DATA FOR REVIEW START

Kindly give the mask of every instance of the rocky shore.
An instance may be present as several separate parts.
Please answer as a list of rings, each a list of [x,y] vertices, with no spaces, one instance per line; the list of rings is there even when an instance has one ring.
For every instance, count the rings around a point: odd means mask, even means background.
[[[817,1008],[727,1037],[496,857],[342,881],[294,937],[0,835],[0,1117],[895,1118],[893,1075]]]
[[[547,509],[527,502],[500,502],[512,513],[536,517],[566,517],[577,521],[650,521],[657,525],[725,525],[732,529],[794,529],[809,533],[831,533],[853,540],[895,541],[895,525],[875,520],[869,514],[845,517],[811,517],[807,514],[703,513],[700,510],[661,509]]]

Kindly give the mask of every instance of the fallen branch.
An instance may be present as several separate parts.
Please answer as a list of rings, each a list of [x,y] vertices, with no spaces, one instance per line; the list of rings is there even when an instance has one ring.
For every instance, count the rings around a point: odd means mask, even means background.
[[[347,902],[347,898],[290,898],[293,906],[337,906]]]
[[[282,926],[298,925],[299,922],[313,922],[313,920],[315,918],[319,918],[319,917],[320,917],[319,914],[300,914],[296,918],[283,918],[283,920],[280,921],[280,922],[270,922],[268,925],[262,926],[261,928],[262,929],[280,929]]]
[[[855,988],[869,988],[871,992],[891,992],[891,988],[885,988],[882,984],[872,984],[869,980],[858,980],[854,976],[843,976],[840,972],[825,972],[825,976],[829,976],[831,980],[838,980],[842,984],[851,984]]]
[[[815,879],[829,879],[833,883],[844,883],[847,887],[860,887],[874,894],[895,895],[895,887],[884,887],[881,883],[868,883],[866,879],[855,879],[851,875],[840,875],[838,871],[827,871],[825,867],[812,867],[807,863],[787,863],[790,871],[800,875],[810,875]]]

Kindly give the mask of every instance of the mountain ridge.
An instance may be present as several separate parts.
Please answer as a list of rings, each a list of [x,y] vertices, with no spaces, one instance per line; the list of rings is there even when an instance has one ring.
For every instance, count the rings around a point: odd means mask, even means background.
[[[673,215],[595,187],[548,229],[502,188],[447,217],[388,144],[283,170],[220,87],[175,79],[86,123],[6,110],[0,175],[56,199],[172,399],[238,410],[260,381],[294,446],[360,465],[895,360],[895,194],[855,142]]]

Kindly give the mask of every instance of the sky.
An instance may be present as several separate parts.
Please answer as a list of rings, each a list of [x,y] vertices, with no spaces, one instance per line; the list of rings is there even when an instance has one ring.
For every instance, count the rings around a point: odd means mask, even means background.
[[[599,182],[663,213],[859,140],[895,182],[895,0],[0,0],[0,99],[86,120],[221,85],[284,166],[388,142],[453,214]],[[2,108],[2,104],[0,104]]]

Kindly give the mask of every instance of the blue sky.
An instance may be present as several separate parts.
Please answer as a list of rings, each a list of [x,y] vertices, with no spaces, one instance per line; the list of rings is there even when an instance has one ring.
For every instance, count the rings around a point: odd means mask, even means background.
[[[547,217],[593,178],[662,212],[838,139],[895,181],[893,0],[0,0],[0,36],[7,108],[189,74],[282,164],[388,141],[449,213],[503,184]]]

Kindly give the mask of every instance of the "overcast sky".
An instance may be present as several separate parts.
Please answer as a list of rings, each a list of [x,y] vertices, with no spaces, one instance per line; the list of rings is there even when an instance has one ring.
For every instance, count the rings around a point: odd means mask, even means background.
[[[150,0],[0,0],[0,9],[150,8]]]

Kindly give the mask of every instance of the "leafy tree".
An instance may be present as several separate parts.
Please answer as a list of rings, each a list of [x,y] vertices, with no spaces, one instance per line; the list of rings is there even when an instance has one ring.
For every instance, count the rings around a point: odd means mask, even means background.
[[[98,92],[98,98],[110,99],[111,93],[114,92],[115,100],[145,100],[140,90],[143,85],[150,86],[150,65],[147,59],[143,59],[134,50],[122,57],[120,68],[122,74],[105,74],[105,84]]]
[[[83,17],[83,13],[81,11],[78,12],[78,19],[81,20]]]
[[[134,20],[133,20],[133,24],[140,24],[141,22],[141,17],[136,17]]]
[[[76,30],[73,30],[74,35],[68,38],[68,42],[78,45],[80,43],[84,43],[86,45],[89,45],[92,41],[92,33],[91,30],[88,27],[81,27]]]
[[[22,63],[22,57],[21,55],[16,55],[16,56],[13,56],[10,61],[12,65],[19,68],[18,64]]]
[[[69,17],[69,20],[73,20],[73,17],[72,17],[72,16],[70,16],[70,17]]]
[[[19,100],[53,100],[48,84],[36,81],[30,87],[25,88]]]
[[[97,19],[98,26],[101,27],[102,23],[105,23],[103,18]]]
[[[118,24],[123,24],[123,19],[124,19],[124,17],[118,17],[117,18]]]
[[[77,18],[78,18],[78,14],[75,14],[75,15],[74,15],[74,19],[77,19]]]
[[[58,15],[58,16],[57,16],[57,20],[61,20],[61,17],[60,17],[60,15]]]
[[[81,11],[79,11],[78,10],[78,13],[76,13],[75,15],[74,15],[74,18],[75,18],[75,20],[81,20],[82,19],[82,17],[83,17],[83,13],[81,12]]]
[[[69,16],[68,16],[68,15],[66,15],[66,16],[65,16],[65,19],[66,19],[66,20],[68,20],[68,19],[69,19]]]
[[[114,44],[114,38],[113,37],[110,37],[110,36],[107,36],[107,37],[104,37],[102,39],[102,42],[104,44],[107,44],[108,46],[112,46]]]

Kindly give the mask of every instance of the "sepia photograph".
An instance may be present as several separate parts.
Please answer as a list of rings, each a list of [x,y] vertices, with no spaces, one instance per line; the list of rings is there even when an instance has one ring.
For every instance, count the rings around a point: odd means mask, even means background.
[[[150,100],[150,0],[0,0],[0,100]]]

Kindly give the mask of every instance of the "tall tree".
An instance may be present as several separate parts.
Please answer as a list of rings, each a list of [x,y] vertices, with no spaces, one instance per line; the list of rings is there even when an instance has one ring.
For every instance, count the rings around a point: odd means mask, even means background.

DATA FOR REVIEW END

ASSIGNMENT
Reproduce the entries exactly, each one as given.

SOLUTION TO THE PROBLEM
Kindly give the mask of every instance of the rocky shore.
An instance may be present as several separate parts.
Please answer as a list of rings, each a list of [x,y] vertices, with no spaces, one instance per line; the list of rings is there even when an instance has one ring.
For every instance, count the rings around a point: odd means mask, even means background.
[[[817,1008],[727,1037],[496,857],[342,881],[294,937],[0,835],[0,1117],[895,1118],[893,1075]]]
[[[547,509],[527,502],[500,502],[512,513],[536,517],[566,517],[577,521],[650,521],[657,525],[725,525],[732,529],[794,529],[809,533],[831,533],[853,540],[895,541],[895,525],[875,520],[869,514],[845,517],[811,517],[807,514],[703,513],[700,510],[661,509]]]

Kindly give the mask of every instance of the fallen branch.
An instance may be present as several separate parts.
Please answer as a list of rings, each a list of [x,y] vertices, with no spaces, one instance per line; the list of rings is there even when an instance has one ring.
For every instance, count the rings around a point: odd means mask, even means background.
[[[347,902],[347,898],[290,898],[293,906],[337,906]]]
[[[282,926],[298,925],[299,922],[313,922],[313,920],[315,918],[319,918],[319,917],[320,917],[319,914],[300,914],[296,918],[283,918],[283,920],[280,921],[280,922],[270,922],[268,925],[262,926],[261,928],[262,929],[280,929]]]
[[[855,988],[869,988],[871,992],[891,992],[891,988],[885,988],[882,984],[872,984],[869,980],[858,980],[854,976],[843,976],[840,972],[825,972],[825,976],[829,976],[831,980],[838,980],[842,984],[851,984]]]
[[[815,879],[829,879],[833,883],[844,883],[847,887],[860,887],[874,894],[895,895],[895,887],[884,887],[881,883],[868,883],[866,879],[855,879],[851,875],[840,875],[838,871],[827,871],[825,867],[812,867],[807,863],[787,863],[790,871],[800,875],[810,875]]]

Kindly give the mask of every instance of the mountain ridge.
An instance may be present as several separate parts.
Please answer as a list of rings, each a list of [x,y] vertices, with no spaces, one instance per line; the list of rings is there even when an instance has one ring.
For every instance, count the rings around a point: odd means mask, even means background.
[[[673,215],[595,187],[548,229],[502,188],[447,217],[388,144],[283,170],[220,87],[175,79],[86,123],[6,110],[0,175],[56,199],[172,399],[238,410],[260,381],[294,446],[360,465],[895,360],[895,194],[855,142]]]

Kindly give the mask of every instance of the sky.
An instance may be present as several separate parts.
Please answer as a list of rings, each a list of [x,y] vertices, with no spaces, one instance per line; the list of rings is there even when an instance has one ring.
For every instance, count the rings around a point: odd means mask, even means background.
[[[599,182],[663,213],[859,140],[895,182],[895,0],[0,0],[0,99],[86,120],[221,85],[284,166],[388,142],[453,214]],[[2,108],[2,104],[0,104]]]

Kindly give the mask of every instance of the blue sky.
An instance may be present as several separate parts.
Please answer as a list of rings, each a list of [x,y] vertices, with no spaces, one instance per line; the list of rings is there even when an instance has one ring.
For every instance, count the rings around a point: odd means mask, even means background.
[[[547,217],[593,178],[662,212],[838,139],[895,181],[893,0],[0,0],[0,36],[7,108],[189,74],[282,164],[388,141],[449,213],[503,184]]]

Kindly give the mask of every instance of the "overcast sky".
An instance may be present as several separate parts.
Please answer as a list of rings, each a list of [x,y] vertices, with no spaces, one instance per line; the list of rings is there even when an instance has one ring.
For every instance, count the rings around a point: odd means mask, even means background.
[[[150,0],[0,0],[0,9],[150,8]]]

Kindly give the mask of every instance of the "leafy tree".
An instance may be present as several separate parts.
Please answer as a list of rings, each a list of [x,y] vertices, with no spaces, one instance per line; the list of rings is there even when an instance has one ring.
For every instance, count the rings around a point: odd means mask, even means background.
[[[98,92],[98,98],[110,99],[111,93],[114,92],[115,100],[145,100],[140,90],[143,85],[150,86],[150,65],[147,59],[143,59],[134,50],[122,57],[120,68],[122,74],[105,74],[105,84]]]
[[[83,17],[83,13],[81,11],[78,12],[78,19],[81,20]]]
[[[134,20],[133,20],[133,24],[140,24],[141,22],[141,17],[136,17]]]
[[[76,30],[73,30],[74,35],[68,38],[68,42],[78,45],[80,43],[84,43],[86,45],[89,45],[92,41],[92,33],[91,30],[88,27],[81,27]]]
[[[22,63],[22,57],[21,55],[16,55],[16,56],[13,56],[10,61],[12,65],[19,68],[18,64]]]
[[[69,17],[69,20],[73,20],[73,17],[72,17],[72,16],[70,16],[70,17]]]
[[[19,100],[53,100],[48,84],[36,81],[30,87],[25,88]]]
[[[97,19],[98,26],[101,27],[102,23],[105,23],[103,18]]]
[[[118,24],[123,24],[123,19],[124,19],[124,17],[118,17],[117,18]]]
[[[77,18],[78,18],[78,14],[75,14],[75,15],[74,15],[74,19],[77,19]]]
[[[58,15],[58,16],[57,16],[57,20],[61,20],[61,17],[60,17],[60,15]]]
[[[81,11],[79,11],[78,10],[78,13],[76,13],[75,15],[74,15],[74,18],[75,18],[75,20],[81,20],[82,19],[82,17],[83,17],[83,13],[81,12]]]
[[[69,16],[68,16],[68,15],[66,15],[66,16],[65,16],[65,19],[66,19],[66,20],[68,20],[68,19],[69,19]]]
[[[114,44],[114,38],[113,37],[110,37],[110,36],[107,36],[107,37],[104,37],[102,39],[102,42],[104,44],[107,44],[108,46],[112,46]]]

Kindly give the mask of every instance of the "sepia photograph".
An instance may be present as several separate parts.
Please answer as a list of rings, each a list of [x,y] vertices, with no spaces, one instance per line; the list of rings is there even when an instance has one ring.
For every instance, count the rings around a point: odd means mask, even means background.
[[[150,100],[150,0],[0,0],[0,100]]]

Kindly give the mask of every instance of the "tall tree".
An instance may be present as several separate parts.
Please answer as a list of rings, each a list of [x,y] vertices, with no spaces, one instance per line; the list of rings is there even when an instance has one ring.
For every instance, count the rings around a point: odd means mask, even means background.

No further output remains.